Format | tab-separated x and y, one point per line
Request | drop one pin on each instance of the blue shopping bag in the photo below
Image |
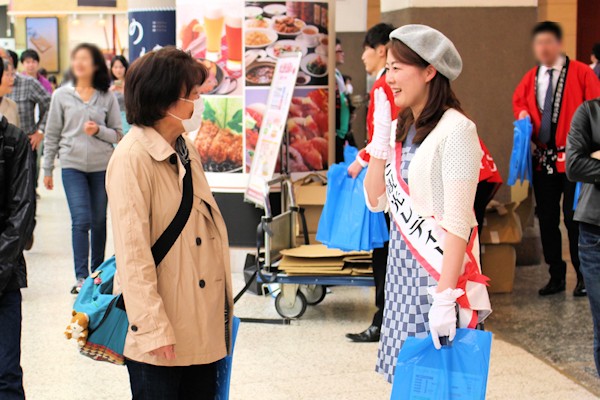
346	223
224	367
456	372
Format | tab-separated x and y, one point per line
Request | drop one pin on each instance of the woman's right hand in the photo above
49	182
167	352
382	126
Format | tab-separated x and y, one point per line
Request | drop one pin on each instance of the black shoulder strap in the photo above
170	235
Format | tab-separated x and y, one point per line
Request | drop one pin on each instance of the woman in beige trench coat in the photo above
179	312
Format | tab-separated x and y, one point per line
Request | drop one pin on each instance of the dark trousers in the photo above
549	189
589	253
87	200
379	270
152	382
11	374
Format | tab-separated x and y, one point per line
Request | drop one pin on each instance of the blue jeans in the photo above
152	382
11	374
589	254
87	200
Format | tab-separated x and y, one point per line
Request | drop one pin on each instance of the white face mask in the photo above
194	122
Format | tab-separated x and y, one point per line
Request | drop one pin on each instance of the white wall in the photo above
392	5
351	15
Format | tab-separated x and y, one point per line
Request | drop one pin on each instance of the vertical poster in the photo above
42	35
274	28
212	33
150	30
268	146
239	42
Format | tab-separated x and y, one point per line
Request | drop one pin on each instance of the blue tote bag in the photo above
456	372
224	367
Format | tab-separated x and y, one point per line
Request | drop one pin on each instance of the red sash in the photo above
424	237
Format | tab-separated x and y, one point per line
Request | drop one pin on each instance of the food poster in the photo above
220	139
275	28
307	125
149	30
212	32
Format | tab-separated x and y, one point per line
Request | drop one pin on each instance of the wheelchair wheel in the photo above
291	311
314	293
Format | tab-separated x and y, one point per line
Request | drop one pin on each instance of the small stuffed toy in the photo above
78	328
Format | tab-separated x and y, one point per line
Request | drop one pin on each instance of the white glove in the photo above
442	314
382	126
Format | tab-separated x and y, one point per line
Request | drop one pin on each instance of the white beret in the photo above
433	47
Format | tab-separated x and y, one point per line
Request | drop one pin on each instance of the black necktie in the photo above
546	125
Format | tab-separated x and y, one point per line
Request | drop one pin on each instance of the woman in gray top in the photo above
84	123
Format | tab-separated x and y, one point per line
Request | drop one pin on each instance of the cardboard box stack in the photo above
310	192
501	231
319	260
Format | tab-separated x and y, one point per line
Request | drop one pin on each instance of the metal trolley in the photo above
277	233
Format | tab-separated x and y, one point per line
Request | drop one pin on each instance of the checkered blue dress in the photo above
406	300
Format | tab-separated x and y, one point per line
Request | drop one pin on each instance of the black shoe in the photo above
580	290
372	334
552	287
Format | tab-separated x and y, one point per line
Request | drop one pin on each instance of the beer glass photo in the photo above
213	28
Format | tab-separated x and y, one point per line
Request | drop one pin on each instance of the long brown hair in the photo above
440	98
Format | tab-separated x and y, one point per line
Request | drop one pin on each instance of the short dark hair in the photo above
14	57
157	80
596	51
101	79
122	60
547	27
29	53
378	35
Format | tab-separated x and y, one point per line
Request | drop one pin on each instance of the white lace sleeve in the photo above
381	202
461	161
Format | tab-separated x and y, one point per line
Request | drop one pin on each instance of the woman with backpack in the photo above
83	124
179	309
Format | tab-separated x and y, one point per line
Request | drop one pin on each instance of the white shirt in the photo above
542	86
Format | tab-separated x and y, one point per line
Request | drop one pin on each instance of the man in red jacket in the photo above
374	58
549	94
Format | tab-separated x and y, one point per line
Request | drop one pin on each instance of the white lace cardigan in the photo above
444	173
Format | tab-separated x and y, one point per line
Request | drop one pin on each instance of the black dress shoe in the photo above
552	287
580	290
372	334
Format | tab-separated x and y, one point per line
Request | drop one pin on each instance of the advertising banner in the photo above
150	30
274	123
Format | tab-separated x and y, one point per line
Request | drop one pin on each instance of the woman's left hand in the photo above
91	128
166	352
442	314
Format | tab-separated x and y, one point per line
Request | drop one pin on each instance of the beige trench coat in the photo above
183	301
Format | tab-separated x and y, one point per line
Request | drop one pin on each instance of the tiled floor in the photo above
309	359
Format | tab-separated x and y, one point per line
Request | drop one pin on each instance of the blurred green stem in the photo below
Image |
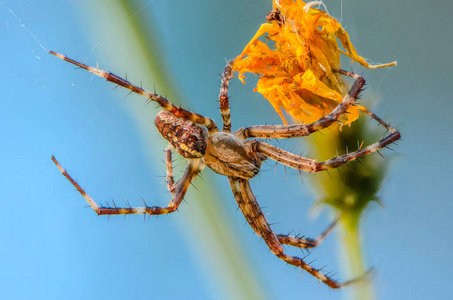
350	242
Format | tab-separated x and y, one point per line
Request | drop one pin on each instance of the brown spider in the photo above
230	154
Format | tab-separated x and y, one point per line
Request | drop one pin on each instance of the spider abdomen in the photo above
227	155
188	139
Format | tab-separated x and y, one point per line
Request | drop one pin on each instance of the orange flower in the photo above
296	74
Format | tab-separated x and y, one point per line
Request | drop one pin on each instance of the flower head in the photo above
297	72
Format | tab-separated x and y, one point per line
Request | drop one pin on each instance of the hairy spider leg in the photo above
162	101
298	130
311	165
255	217
303	242
178	190
224	98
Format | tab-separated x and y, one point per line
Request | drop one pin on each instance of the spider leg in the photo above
162	101
224	99
311	165
302	242
255	217
178	190
297	130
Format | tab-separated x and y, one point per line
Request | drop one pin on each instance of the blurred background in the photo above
53	247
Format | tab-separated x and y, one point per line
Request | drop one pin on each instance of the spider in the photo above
232	155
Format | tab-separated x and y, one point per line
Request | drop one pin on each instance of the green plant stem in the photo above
353	257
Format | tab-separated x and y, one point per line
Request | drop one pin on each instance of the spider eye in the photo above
188	139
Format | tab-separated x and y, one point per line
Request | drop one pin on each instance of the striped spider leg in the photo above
241	187
199	141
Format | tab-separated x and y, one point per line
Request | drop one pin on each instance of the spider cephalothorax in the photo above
232	155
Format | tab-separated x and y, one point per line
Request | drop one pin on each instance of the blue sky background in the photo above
52	247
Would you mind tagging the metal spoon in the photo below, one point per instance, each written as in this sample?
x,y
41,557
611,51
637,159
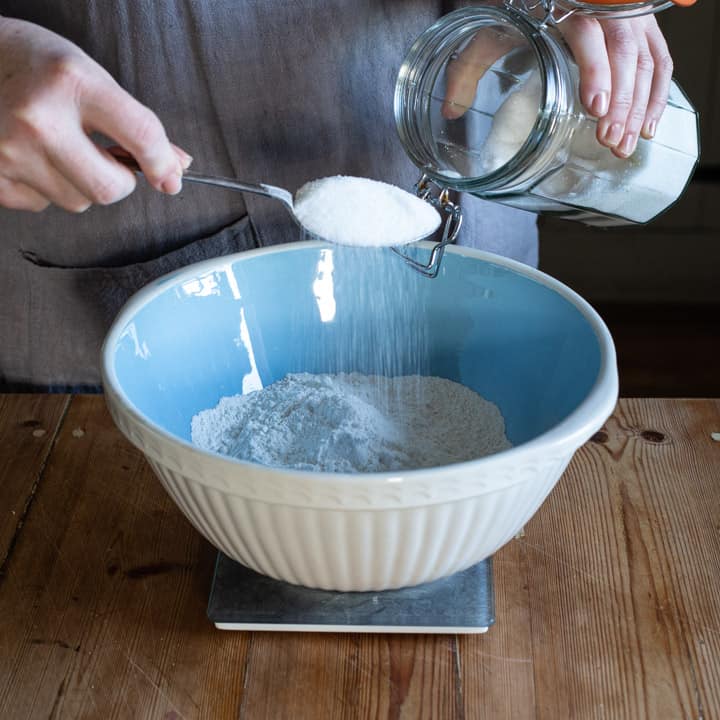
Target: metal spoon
x,y
286,197
278,193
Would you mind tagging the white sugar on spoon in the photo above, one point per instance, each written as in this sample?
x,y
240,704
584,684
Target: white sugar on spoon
x,y
341,209
358,211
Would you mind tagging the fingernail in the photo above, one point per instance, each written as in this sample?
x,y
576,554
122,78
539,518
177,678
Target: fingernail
x,y
613,135
627,147
650,129
599,104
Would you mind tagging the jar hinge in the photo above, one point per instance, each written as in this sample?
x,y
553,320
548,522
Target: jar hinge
x,y
550,13
424,189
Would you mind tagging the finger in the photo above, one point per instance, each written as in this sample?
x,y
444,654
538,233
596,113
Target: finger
x,y
110,110
636,114
466,69
92,170
662,79
18,196
622,53
586,39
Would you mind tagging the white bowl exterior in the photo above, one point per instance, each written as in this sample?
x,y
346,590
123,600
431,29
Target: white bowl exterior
x,y
398,534
360,550
375,531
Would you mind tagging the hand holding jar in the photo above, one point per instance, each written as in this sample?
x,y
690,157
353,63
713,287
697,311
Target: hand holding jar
x,y
625,72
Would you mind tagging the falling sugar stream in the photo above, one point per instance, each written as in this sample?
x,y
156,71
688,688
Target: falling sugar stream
x,y
375,323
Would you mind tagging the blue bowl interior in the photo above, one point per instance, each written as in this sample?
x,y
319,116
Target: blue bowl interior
x,y
231,327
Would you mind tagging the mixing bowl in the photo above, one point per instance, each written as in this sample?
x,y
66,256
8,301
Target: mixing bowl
x,y
238,323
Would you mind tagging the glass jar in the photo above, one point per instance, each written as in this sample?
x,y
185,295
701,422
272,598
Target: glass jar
x,y
524,138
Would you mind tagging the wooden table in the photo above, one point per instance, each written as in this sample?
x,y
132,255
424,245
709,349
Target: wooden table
x,y
608,607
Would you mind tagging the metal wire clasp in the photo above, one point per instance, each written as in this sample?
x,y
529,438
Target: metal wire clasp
x,y
546,12
441,202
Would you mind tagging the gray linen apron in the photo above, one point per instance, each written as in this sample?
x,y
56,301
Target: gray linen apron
x,y
279,91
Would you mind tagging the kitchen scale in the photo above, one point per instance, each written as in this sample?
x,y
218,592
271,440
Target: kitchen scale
x,y
241,599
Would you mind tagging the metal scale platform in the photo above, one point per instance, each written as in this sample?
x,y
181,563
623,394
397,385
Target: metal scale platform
x,y
241,599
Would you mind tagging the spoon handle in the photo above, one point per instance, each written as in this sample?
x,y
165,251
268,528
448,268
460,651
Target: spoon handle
x,y
258,188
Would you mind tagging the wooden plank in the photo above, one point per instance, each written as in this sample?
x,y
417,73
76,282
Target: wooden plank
x,y
607,607
28,424
304,677
102,610
497,669
623,563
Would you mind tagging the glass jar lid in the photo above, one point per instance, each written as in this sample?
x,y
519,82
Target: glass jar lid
x,y
557,10
477,95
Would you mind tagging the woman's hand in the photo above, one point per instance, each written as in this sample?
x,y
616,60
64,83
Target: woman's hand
x,y
52,96
625,72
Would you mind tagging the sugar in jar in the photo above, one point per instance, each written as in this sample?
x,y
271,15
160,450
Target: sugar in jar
x,y
524,138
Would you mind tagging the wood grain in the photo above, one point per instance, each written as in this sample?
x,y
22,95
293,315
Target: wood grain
x,y
28,424
607,606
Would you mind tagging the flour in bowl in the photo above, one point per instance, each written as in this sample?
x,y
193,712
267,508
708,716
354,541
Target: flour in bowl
x,y
353,423
363,212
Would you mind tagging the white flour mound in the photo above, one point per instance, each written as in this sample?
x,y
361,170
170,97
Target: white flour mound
x,y
353,423
358,211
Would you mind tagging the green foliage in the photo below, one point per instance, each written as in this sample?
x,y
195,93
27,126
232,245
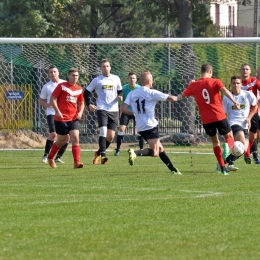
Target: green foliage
x,y
91,18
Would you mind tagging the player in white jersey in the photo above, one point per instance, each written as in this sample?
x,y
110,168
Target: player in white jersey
x,y
254,149
45,96
108,88
143,101
251,84
239,119
125,119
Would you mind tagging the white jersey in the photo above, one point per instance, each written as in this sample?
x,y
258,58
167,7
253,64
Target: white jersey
x,y
143,101
106,89
46,94
238,116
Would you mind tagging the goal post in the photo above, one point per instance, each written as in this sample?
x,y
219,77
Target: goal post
x,y
174,62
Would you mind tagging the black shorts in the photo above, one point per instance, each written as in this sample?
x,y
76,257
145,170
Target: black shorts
x,y
109,119
51,125
254,124
238,128
222,126
124,119
150,134
63,128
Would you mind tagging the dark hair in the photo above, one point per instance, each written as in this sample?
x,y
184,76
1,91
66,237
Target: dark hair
x,y
52,67
131,73
103,61
206,67
73,70
143,77
245,64
235,77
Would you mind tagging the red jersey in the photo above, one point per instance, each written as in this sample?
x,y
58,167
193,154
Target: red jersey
x,y
252,84
67,98
206,93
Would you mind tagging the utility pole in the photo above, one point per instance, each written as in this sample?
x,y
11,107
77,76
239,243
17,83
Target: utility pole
x,y
256,18
256,31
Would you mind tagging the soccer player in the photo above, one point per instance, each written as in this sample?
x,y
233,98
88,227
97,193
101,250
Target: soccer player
x,y
68,102
45,97
206,93
239,119
143,101
251,84
108,88
124,119
254,149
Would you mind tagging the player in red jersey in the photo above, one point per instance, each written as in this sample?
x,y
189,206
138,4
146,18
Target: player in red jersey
x,y
206,93
68,102
251,84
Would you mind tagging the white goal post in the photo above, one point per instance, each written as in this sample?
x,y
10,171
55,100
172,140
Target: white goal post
x,y
24,64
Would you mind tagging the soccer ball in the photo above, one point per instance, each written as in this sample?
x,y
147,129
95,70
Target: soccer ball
x,y
238,148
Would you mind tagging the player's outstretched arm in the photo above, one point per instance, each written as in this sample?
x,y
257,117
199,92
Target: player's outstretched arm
x,y
229,95
174,98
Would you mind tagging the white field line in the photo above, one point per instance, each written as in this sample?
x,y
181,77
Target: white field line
x,y
91,150
94,198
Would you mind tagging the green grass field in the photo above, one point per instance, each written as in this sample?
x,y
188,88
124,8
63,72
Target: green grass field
x,y
116,211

----

# EXERCISE PROMPT
Gather all lines of the records that include the word "below".

# ANSWER
Request | drop one pin on each instance of the blue shopping bag in the photo below
Request | drop one pin on each instance of the blurred green stem in the photo below
Would you mind tagging the metal spoon in the photo below, one point per instance, each written as in this sample?
Would you mind tagging the green foliage in the photo below, one point per instance, each written as in this sample?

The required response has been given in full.